Exercises to complete:
• a. Answer these questions using the JPSS article, one answer per line:
(i) In what month and year was the article provided for reprinting?
(ii) Which two agencies collaborate on JPSS-1?
(iii) How long will JPSS-1 take to complete one orbit around Earth?
• b. Repeat the JPSS article word for word from "NASA Space Place –" up to and including "System, or JPSS.".
• c. According to the JPSS article, what are all the parts of Earth of which the satellite will collect high-resolution imagery?

Passage provided:

..............................

NASA Space Place – NOAA’s Joint Polar Satellite System (JPSS) To Monitor Earth As Never Before

Poster’s Note: One of the many under-appreciated aspects of NASA is the extent to which it publishes quality science content for children and Ph.D.’s alike. NASA Space Place has been providing general audience articles for quite some time that are freely available for download and republishing. Your tax dollars help promote science! The following article was provided for reprinting in April, 2017.

By Ethan Siegel

2013february2_spaceplaceLater this year, an ambitious new Earth-monitoring satellite will launch into a polar orbit around our planet. The new satellite—called JPSS-1—is a collaboration between NASA and NOAA. It is part of a mission called the Joint Polar Satellite System, or JPSS.

At a destination altitude of only 824 km, it will complete an orbit around Earth in just 101 minutes, collecting extraordinarily high-resolution imagery of our surface, oceans and atmosphere. It will obtain full-planet coverage every 12 hours using five separate, independent instruments. This approach enables near-continuous monitoring of a huge variety of weather and climate phenomena.

..............................

Stored data:

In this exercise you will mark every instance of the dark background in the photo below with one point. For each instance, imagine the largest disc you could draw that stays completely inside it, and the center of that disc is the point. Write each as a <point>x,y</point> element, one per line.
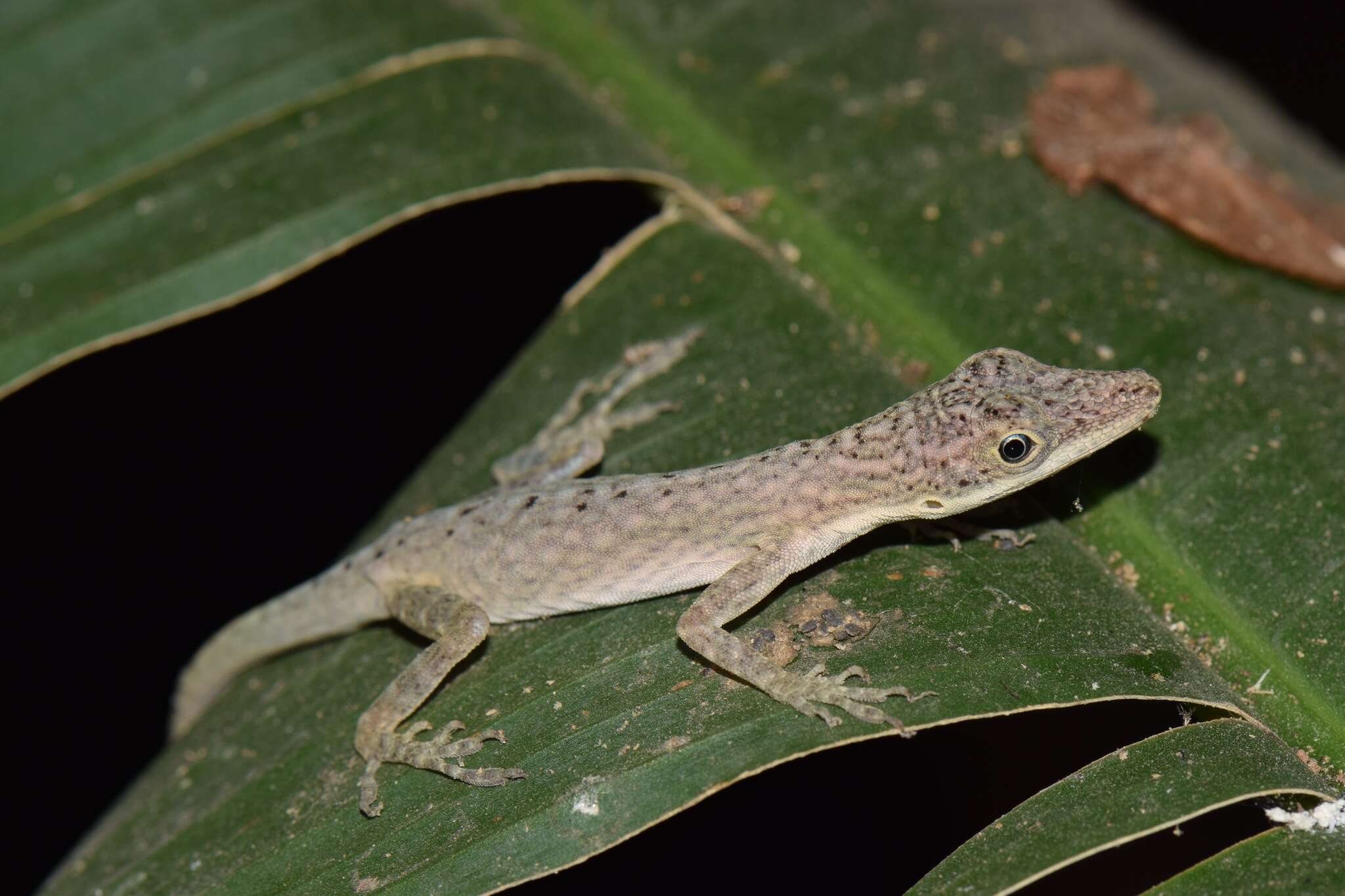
<point>129,473</point>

..............................

The solutions:
• a.
(i) April 2017
(ii) NASA and NOAA
(iii) 101 minutes

• b.
NASA Space Place – NOAA’s Joint Polar Satellite System (JPSS) To Monitor Earth As Never Before

Poster’s Note: One of the many under-appreciated aspects of NASA is the extent to which it publishes quality science content for children and Ph.D.’s alike. NASA Space Place has been providing general audience articles for quite some time that are freely available for download and republishing. Your tax dollars help promote science! The following article was provided for reprinting in April, 2017.

By Ethan Siegel

2013february2_spaceplaceLater this year, an ambitious new Earth-monitoring satellite will launch into a polar orbit around our planet. The new satellite—called JPSS-1—is a collaboration between NASA and NOAA. It is part of a mission called the Joint Polar Satellite System, or JPSS.

• c.
- Surface
- Oceans
- Atmosphere